» EXERCISE MATERIALS
····················
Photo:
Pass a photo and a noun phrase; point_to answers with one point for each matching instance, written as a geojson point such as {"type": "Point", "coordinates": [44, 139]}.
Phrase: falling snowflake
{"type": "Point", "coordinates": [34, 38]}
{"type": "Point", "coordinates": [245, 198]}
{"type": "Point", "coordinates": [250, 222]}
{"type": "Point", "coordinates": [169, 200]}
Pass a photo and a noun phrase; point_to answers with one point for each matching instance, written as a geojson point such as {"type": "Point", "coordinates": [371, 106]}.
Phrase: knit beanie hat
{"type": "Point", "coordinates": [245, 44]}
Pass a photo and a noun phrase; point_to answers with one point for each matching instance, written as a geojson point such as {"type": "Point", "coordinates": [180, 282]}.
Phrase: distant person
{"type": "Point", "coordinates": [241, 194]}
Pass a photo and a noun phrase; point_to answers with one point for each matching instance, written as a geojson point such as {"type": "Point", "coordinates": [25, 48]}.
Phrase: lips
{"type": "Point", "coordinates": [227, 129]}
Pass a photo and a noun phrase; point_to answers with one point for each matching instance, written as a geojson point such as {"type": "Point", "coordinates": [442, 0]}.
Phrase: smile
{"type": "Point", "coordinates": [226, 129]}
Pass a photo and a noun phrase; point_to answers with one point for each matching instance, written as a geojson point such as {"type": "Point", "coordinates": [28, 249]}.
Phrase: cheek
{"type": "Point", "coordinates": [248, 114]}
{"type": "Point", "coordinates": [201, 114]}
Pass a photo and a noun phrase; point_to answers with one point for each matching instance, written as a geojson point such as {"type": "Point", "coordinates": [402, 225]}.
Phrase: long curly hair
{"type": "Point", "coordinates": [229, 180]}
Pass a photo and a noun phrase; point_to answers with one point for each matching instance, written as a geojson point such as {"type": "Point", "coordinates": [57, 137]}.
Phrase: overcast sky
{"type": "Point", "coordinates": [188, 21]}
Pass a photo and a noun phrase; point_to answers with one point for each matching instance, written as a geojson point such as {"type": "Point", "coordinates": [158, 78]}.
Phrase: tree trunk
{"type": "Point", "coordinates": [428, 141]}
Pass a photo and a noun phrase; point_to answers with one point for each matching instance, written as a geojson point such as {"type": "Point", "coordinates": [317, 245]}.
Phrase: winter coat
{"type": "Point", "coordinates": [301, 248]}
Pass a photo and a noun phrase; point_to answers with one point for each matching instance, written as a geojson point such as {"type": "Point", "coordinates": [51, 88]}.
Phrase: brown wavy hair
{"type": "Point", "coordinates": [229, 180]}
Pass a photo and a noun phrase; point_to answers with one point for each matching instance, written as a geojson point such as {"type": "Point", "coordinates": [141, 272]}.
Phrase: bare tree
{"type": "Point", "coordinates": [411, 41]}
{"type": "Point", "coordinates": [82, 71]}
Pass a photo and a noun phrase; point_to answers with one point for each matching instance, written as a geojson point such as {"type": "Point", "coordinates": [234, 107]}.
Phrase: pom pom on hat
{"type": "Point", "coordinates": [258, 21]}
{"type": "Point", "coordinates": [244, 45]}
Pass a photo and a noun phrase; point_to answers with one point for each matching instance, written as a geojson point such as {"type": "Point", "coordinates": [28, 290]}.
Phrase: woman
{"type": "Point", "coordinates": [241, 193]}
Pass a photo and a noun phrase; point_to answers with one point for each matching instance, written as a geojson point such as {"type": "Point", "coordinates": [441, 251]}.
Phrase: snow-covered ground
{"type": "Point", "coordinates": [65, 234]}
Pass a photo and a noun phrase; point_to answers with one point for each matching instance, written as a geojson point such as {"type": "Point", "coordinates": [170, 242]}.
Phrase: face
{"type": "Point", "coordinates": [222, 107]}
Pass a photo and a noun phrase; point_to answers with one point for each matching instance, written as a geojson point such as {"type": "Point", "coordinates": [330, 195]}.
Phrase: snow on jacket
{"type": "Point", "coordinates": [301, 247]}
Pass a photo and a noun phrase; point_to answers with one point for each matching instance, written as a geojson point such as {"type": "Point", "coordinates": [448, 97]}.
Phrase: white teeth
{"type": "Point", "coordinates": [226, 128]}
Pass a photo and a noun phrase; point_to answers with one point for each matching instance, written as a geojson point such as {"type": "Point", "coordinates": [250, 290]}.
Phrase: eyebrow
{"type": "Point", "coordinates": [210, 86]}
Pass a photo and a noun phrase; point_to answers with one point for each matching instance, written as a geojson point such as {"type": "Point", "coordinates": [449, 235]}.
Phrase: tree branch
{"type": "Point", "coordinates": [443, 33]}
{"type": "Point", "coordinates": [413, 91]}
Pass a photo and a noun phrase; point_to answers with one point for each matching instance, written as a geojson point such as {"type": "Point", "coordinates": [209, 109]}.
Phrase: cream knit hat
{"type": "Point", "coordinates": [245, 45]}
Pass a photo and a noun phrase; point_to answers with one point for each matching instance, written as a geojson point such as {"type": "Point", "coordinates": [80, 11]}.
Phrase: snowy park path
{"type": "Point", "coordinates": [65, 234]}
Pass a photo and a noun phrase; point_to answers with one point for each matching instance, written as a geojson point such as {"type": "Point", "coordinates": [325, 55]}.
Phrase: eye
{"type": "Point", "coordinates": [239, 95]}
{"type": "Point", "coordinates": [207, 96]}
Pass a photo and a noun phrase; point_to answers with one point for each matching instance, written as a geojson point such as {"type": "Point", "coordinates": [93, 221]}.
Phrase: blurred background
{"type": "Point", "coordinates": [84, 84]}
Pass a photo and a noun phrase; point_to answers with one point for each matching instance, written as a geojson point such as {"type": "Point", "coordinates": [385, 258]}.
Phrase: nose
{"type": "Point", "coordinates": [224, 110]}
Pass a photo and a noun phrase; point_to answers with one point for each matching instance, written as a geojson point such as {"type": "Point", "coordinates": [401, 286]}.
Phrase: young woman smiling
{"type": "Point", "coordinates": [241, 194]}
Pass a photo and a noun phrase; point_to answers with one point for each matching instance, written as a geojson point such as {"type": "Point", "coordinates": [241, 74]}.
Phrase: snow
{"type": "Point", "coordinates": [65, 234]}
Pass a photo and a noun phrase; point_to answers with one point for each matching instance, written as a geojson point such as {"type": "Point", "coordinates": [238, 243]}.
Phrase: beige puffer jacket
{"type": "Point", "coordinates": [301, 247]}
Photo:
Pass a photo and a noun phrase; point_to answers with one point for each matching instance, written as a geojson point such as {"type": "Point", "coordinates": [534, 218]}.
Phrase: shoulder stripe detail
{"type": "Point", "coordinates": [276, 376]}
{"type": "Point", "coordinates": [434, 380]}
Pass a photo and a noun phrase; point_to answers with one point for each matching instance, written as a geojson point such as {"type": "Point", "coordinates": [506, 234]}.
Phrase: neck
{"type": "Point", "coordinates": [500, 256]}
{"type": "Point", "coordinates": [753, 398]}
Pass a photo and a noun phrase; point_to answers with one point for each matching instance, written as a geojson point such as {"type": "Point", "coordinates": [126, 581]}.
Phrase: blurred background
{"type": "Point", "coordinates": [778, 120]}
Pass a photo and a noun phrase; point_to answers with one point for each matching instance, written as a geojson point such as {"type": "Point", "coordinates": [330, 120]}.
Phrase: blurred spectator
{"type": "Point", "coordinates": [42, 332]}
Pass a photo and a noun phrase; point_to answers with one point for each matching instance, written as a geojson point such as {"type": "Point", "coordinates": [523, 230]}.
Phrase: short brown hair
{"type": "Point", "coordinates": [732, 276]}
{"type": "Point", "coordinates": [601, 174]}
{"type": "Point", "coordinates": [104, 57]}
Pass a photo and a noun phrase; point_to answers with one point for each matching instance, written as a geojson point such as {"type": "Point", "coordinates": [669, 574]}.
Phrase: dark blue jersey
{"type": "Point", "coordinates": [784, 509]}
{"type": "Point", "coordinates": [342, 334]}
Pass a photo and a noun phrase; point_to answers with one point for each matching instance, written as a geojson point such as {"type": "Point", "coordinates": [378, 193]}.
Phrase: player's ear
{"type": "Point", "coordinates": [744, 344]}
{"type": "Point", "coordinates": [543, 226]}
····················
» GIVEN PROBLEM
Count the lines in the listing above that contain the string "brown", matching case exactly, and reply with the number only.

» WRITTEN RESPONSE
2